Task objective :: Please pull every line of the listing below and reproduce each one word for word.

Records from a dataset
****
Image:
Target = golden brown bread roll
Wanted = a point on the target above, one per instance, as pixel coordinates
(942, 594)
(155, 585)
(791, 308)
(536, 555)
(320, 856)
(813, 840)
****
Full solution ::
Image:
Target = golden brown bread roll
Wanted = a point on the target above, one per instance, as pixel coordinates
(942, 594)
(155, 585)
(791, 308)
(536, 555)
(320, 856)
(813, 840)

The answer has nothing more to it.